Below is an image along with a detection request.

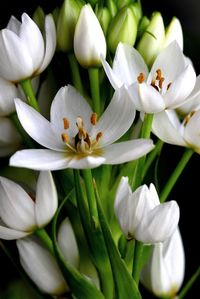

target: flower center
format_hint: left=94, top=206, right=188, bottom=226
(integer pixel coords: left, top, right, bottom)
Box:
left=61, top=113, right=103, bottom=156
left=137, top=69, right=171, bottom=92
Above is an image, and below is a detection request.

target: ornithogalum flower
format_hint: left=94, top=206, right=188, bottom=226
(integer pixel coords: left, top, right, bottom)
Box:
left=0, top=171, right=58, bottom=240
left=152, top=110, right=200, bottom=154
left=0, top=13, right=56, bottom=82
left=141, top=228, right=185, bottom=298
left=74, top=4, right=106, bottom=68
left=10, top=86, right=153, bottom=170
left=0, top=117, right=22, bottom=157
left=102, top=41, right=196, bottom=113
left=115, top=177, right=179, bottom=244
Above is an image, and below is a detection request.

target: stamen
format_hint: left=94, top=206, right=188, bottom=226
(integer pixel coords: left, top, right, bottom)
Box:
left=137, top=73, right=145, bottom=83
left=96, top=132, right=103, bottom=142
left=61, top=133, right=69, bottom=143
left=63, top=117, right=69, bottom=130
left=90, top=112, right=97, bottom=126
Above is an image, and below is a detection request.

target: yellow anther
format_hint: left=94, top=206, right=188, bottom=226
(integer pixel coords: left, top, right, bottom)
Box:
left=63, top=117, right=69, bottom=130
left=90, top=112, right=97, bottom=126
left=137, top=73, right=145, bottom=83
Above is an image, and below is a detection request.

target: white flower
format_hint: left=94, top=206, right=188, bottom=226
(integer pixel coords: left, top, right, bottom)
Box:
left=152, top=110, right=200, bottom=154
left=114, top=177, right=179, bottom=244
left=74, top=4, right=106, bottom=68
left=141, top=228, right=185, bottom=298
left=0, top=172, right=58, bottom=240
left=0, top=13, right=56, bottom=82
left=10, top=86, right=153, bottom=170
left=102, top=41, right=196, bottom=113
left=17, top=217, right=79, bottom=295
left=0, top=117, right=22, bottom=157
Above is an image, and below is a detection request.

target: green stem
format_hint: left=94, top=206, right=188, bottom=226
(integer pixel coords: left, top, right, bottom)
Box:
left=132, top=241, right=144, bottom=285
left=68, top=53, right=84, bottom=94
left=88, top=68, right=101, bottom=115
left=35, top=228, right=54, bottom=256
left=160, top=148, right=194, bottom=202
left=20, top=79, right=40, bottom=112
left=178, top=266, right=200, bottom=299
left=82, top=169, right=98, bottom=222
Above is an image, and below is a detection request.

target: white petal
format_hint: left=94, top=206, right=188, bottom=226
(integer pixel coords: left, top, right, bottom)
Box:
left=10, top=149, right=105, bottom=170
left=51, top=85, right=92, bottom=137
left=0, top=177, right=35, bottom=232
left=135, top=201, right=180, bottom=244
left=58, top=217, right=80, bottom=268
left=128, top=82, right=165, bottom=113
left=35, top=171, right=58, bottom=227
left=164, top=64, right=196, bottom=109
left=184, top=110, right=200, bottom=149
left=113, top=43, right=148, bottom=86
left=152, top=111, right=186, bottom=146
left=19, top=13, right=44, bottom=71
left=0, top=29, right=33, bottom=82
left=104, top=139, right=154, bottom=164
left=0, top=225, right=29, bottom=240
left=148, top=41, right=185, bottom=87
left=0, top=77, right=18, bottom=116
left=17, top=238, right=68, bottom=295
left=91, top=87, right=135, bottom=147
left=37, top=15, right=56, bottom=73
left=101, top=55, right=123, bottom=89
left=15, top=99, right=65, bottom=151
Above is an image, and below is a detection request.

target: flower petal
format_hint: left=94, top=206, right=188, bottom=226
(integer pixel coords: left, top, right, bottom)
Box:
left=17, top=237, right=68, bottom=295
left=15, top=99, right=65, bottom=151
left=91, top=87, right=135, bottom=147
left=19, top=13, right=44, bottom=71
left=35, top=171, right=58, bottom=227
left=135, top=200, right=180, bottom=244
left=113, top=43, right=148, bottom=86
left=37, top=15, right=56, bottom=73
left=0, top=177, right=35, bottom=232
left=152, top=111, right=187, bottom=146
left=128, top=82, right=165, bottom=113
left=0, top=29, right=33, bottom=82
left=164, top=64, right=196, bottom=109
left=0, top=225, right=30, bottom=240
left=104, top=138, right=154, bottom=164
left=51, top=85, right=92, bottom=137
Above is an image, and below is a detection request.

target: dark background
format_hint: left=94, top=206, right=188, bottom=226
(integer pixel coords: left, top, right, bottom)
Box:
left=0, top=0, right=200, bottom=299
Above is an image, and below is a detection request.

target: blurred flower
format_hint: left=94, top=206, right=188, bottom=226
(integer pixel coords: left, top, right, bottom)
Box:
left=0, top=13, right=56, bottom=82
left=0, top=117, right=22, bottom=157
left=141, top=228, right=185, bottom=298
left=0, top=172, right=58, bottom=240
left=152, top=110, right=200, bottom=154
left=10, top=85, right=154, bottom=170
left=114, top=177, right=179, bottom=244
left=102, top=41, right=196, bottom=113
left=74, top=4, right=106, bottom=68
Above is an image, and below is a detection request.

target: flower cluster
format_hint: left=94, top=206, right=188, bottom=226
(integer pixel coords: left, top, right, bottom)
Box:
left=0, top=0, right=200, bottom=299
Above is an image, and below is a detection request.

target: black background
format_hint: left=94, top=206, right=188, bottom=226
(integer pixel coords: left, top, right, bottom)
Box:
left=0, top=0, right=200, bottom=299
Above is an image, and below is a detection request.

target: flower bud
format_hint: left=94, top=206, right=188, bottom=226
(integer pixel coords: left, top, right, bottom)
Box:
left=163, top=17, right=183, bottom=50
left=141, top=228, right=185, bottom=298
left=57, top=0, right=83, bottom=52
left=97, top=7, right=111, bottom=35
left=74, top=4, right=106, bottom=68
left=107, top=7, right=137, bottom=53
left=137, top=12, right=165, bottom=66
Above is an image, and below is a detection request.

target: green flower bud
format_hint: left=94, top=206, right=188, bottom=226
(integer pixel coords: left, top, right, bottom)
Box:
left=97, top=7, right=111, bottom=35
left=137, top=12, right=165, bottom=66
left=57, top=0, right=83, bottom=52
left=107, top=6, right=137, bottom=53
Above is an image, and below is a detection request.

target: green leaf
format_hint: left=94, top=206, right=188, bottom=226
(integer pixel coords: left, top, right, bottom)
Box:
left=52, top=191, right=104, bottom=299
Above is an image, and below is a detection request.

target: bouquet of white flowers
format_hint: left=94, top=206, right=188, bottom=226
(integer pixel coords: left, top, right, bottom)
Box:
left=0, top=0, right=200, bottom=299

__Aim__. Report how many lines of the records above contain the word "green", treating case as significant, and give only that number.

__Written solution__. 3